**Stated task a:** Copy the entire field goal passage below without any changes.

Oddly enough, the U of I shot below the national average on 2 point field goal percentage in the vast majority of games. They definitely seemed to make up for it in their 3 point shooting percentage. A very similar trend shows up on the UNC side of the fence.

UofI_fgs <-
  UofI %>% 
  ggplot(aes(x = id)) + 
  geom_line(
    aes(y = OPP_fgperc), 
    color = '#E84A27',
    size = 1.5,
    alpha = .75
  ) +
  geom_hline(
    yintercept = nat_avgs$fgperc,
    linetype = 2,
    size = 2,
    color = '#13294B'
  ) +
  annotate(
    'text', 
    x = 28, 
    y = nat_avgs$fgperc + 0.0125, 
    color = '#13294B',
    label = paste0('National Avg FG% = ', round(nat_avgs$fgperc, 2))
  ) +
  labs(
    x = 'Game Index',
    y = 'Percentage',
    title = 'ILL Opponent 2pt'
  ) + 
  theme_tufte()
  
UofI_fgs3 <-
  UofI %>% 
  ggplot(aes(x = id)) + 
  geom_line(
    aes(y = OPP_fg3perc), 
    color = '#E84A27',
    size = 1.5,
    alpha = .75
  ) +
  geom_hline(
    yintercept = nat_avgs$fg3perc,
    linetype = 2,
    size = 2,
    color = '#13294B'
  ) +
  annotate(
    'text', 
    x = 28, 
    y = nat_avgs$fg3perc + 0.025, 
    color = '#13294B',
    label = paste0('National Avg FG% = ', round(nat_avgs$fg3perc, 2))

**Items:**
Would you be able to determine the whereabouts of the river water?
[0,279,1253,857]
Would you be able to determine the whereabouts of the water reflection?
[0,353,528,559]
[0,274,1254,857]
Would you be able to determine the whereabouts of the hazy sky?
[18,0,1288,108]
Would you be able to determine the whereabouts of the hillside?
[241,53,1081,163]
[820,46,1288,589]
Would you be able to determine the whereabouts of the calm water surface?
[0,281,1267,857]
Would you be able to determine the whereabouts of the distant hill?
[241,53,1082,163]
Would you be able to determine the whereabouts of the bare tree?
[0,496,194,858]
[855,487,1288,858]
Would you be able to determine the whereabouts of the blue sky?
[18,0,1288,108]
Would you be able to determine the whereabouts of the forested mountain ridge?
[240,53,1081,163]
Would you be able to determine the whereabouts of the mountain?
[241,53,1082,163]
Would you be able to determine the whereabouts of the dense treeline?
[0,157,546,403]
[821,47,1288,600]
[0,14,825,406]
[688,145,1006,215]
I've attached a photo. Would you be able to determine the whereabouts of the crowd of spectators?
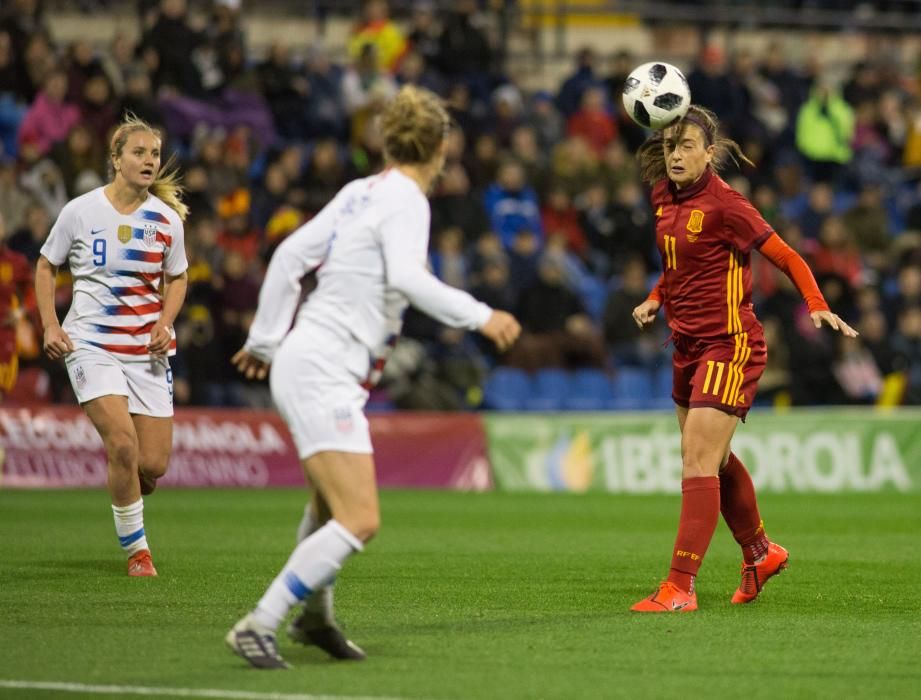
[0,0,921,408]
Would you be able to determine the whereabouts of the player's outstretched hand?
[633,299,661,328]
[480,311,521,352]
[147,321,173,356]
[809,311,858,338]
[42,326,74,360]
[230,349,269,380]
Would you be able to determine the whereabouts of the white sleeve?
[243,199,336,362]
[379,200,492,330]
[41,206,77,267]
[163,216,189,277]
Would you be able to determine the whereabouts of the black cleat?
[224,615,291,669]
[288,611,367,661]
[138,471,157,496]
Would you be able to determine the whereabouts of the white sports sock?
[112,498,150,557]
[253,520,364,630]
[297,502,335,625]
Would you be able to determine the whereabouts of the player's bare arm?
[35,255,74,360]
[633,299,662,328]
[230,348,269,381]
[147,272,189,355]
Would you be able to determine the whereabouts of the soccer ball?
[623,61,691,129]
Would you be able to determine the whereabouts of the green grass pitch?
[0,490,921,700]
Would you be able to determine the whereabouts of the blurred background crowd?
[0,0,921,410]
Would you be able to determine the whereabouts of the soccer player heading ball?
[632,105,857,612]
[226,87,521,669]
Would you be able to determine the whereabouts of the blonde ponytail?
[150,156,189,221]
[109,112,189,221]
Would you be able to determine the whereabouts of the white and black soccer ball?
[623,61,691,129]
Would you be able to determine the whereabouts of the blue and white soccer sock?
[112,498,150,558]
[253,520,364,631]
[297,502,335,625]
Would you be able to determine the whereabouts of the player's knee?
[138,453,169,479]
[681,446,722,479]
[342,509,381,542]
[106,432,138,469]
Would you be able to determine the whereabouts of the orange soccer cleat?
[732,542,790,604]
[128,549,157,576]
[630,581,697,612]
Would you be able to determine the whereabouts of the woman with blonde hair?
[226,87,521,669]
[35,116,188,576]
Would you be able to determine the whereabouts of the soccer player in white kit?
[35,117,188,576]
[226,87,521,668]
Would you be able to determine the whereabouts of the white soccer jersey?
[41,187,189,360]
[246,169,492,385]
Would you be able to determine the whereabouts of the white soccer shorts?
[269,326,374,459]
[64,345,173,418]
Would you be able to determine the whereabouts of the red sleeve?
[723,189,774,253]
[646,273,665,304]
[760,233,829,313]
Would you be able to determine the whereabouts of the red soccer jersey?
[652,168,774,338]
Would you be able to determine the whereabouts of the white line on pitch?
[0,679,406,700]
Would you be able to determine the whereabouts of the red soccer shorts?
[672,324,767,420]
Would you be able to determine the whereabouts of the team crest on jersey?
[687,209,704,243]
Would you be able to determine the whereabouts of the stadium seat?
[608,367,652,411]
[563,369,614,411]
[525,369,570,411]
[483,367,531,411]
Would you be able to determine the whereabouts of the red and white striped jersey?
[41,187,189,361]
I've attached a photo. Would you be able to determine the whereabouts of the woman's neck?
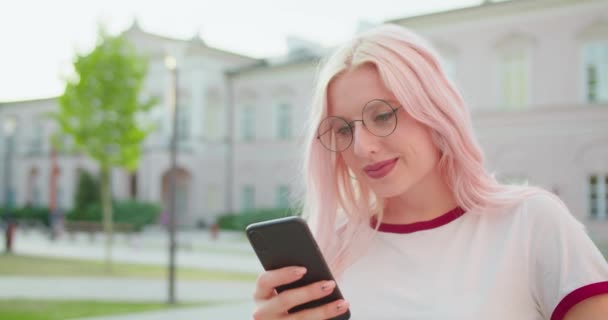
[382,171,458,224]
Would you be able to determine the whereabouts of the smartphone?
[246,216,350,320]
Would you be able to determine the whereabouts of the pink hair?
[302,25,541,276]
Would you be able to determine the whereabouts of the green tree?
[52,27,156,270]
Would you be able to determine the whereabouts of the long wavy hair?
[301,25,542,277]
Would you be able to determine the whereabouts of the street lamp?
[165,55,179,304]
[2,116,17,253]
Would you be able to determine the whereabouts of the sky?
[0,0,482,102]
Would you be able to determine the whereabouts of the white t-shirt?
[339,195,608,320]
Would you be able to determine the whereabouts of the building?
[0,0,608,238]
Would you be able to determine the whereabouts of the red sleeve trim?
[551,281,608,320]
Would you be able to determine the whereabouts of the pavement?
[0,229,262,320]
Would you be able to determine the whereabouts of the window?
[275,185,289,208]
[500,50,530,109]
[207,185,219,211]
[583,42,608,103]
[276,104,291,140]
[177,105,192,141]
[241,106,255,141]
[241,185,255,211]
[29,119,43,154]
[205,95,222,140]
[589,175,608,219]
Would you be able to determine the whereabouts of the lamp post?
[165,56,179,304]
[2,116,17,253]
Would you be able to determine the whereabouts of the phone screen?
[246,217,350,320]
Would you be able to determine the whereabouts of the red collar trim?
[370,207,466,233]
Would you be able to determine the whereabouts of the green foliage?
[8,206,50,227]
[51,25,156,170]
[66,200,160,231]
[74,170,101,211]
[218,208,298,231]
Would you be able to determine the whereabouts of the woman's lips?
[363,158,399,179]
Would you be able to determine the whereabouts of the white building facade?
[0,0,608,238]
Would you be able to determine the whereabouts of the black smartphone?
[246,216,350,320]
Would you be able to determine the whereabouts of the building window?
[275,185,289,208]
[241,185,255,211]
[177,105,192,141]
[207,185,219,211]
[29,119,44,155]
[589,175,608,219]
[241,106,255,141]
[500,50,530,109]
[583,42,608,103]
[205,95,222,140]
[276,104,292,140]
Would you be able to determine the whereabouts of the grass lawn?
[0,299,216,320]
[0,255,257,282]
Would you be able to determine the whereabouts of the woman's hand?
[253,267,348,320]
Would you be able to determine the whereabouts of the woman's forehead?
[327,65,399,118]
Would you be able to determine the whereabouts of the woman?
[254,25,608,320]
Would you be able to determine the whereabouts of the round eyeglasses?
[317,99,399,152]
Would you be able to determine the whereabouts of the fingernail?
[336,301,348,311]
[321,281,336,291]
[293,267,306,276]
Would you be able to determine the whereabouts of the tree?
[52,27,156,271]
[74,169,101,212]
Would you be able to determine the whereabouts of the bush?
[13,206,50,227]
[66,200,160,231]
[218,208,298,231]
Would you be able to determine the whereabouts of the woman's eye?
[374,112,393,122]
[336,126,350,136]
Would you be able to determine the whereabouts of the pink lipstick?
[363,158,399,179]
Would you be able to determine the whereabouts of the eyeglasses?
[317,99,399,152]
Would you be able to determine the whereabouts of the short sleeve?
[526,195,608,320]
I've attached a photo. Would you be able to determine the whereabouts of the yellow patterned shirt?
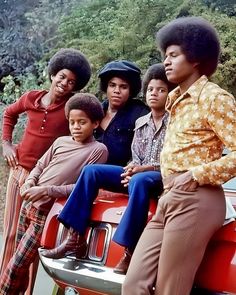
[161,76,236,185]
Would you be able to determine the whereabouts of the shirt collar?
[166,75,208,110]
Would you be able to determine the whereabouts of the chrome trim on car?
[39,249,125,295]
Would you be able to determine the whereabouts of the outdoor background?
[0,0,236,233]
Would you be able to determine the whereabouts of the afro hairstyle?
[98,60,141,98]
[65,93,104,122]
[48,48,91,91]
[142,63,176,95]
[156,16,220,77]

**Stated task b:** Please rewrite the entries from the line containing "yellow patterned shirt?" through the end of the entries, replacing "outdoor background" with "outdoor scenery" and keeping everything else the same. Leave out the pictures.

**Correct response a:**
Oddly enough, the U of I shot below the national average on 2 point field goal percentage in the vast majority of games. They definitely seemed to make up for it in their 3 point shooting percentage. A very similar trend shows up on the UNC side of the fence.

UofI_fgs <-
  UofI %>% 
  ggplot(aes(x = id)) + 
  geom_line(
    aes(y = OPP_fgperc), 
    color = '#E84A27',
    size = 1.5,
    alpha = .75
  ) +
  geom_hline(
    yintercept = nat_avgs$fgperc,
    linetype = 2,
    size = 2,
    color = '#13294B'
  ) +
  annotate(
    'text', 
    x = 28, 
    y = nat_avgs$fgperc + 0.0125, 
    color = '#13294B',
    label = paste0('National Avg FG% = ', round(nat_avgs$fgperc, 2))
  ) +
  labs(
    x = 'Game Index',
    y = 'Percentage',
    title = 'ILL Opponent 2pt'
  ) + 
  theme_tufte()
  
UofI_fgs3 <-
  UofI %>% 
  ggplot(aes(x = id)) + 
  geom_line(
    aes(y = OPP_fg3perc), 
    color = '#E84A27',
    size = 1.5,
    alpha = .75
  ) +
  geom_hline(
    yintercept = nat_avgs$fg3perc,
    linetype = 2,
    size = 2,
    color = '#13294B'
  ) +
  annotate(
    'text', 
    x = 28, 
    y = nat_avgs$fg3perc + 0.025, 
    color = '#13294B',
    label = paste0('National Avg FG% = ', round(nat_avgs$fg3perc, 2))

**Correct response b:**
I've attached a photo. Would you be able to determine the whereabouts of the yellow patterned shirt?
[161,76,236,185]
Would you be able to determine the whereabouts of the shirt collar?
[166,75,208,110]
Would you be able to determine the whereabouts of the chrome trim on car?
[39,249,125,295]
Would you be able to determine the whereabouts of the outdoor scenery?
[0,0,236,233]
Would you be able to determine the whereabouts of the afro hairstyle?
[98,60,141,98]
[65,93,104,122]
[48,48,91,91]
[142,63,176,95]
[156,16,220,77]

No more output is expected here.